Congressio­nal leaders hope to use the two weeks afforded by a stopgap spending bill to work out an overall deal and attach it to another short-term spending bill that would be needed by Dec. 22 to continue federal spending into January.

McConnell said Sunday that a Children’s Health Insurance Program extension and disaster aid would be addressed in a spending bill before Dec. 22, but not immigratio­n. He said Democrats are in an “untenable position” if they push the immigratio­n issue to the point of a government shutdown.

Once overall spending caps are agreed upon, the congressio­nal appropriat­ions committees will spend weeks working out hundreds of line items and policy provisions for a final $1 trillion spending bill to be brought to a vote in January.

“There is a bipartisan path forward on all of these items,” the Democratic leaders said.

TAX-BILL TALKS

Separately, the House voted Monday night to begin a conference to work out the difference­s between the tax packages passed by the House and Senate on estate taxes, health care and a prized deduction for home mortgage interest, though Republican leaders are confident none of the difference­s are insurmount­able.

After the tense standoff with the House Freedom Caucus, members of the group finally relented and backed the motion on taxes. The vote was 222-192, with all Democrats opposed. All four of Arkansas’ Republican representa­tives voted for the measure.

Republican­s are trying to pass the biggest rewrite of the tax system in more than 30 years.

“We’re looking forward to getting a final bill to the president’s desk soon,” McConnell said Monday.

Both versions would cut taxes by about $1.5 trillion over the next decade while adding billions to the deficit. But they take different approaches.

Data block -

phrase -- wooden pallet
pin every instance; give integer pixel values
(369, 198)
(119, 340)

Aim - Can you quote the article on budget and tax talks between "Republican­s are trying" and "take different approaches.", inclusive? The lines have no connection to the article on budget and tax talks.

Response -
Republican­s are trying to pass the biggest rewrite of the tax system in more than 30 years.

“We’re looking forward to getting a final bill to the president’s desk soon,” McConnell said Monday.

Both versions would cut taxes by about $1.5 trillion over the next decade while adding billions to the deficit. But they take different approaches.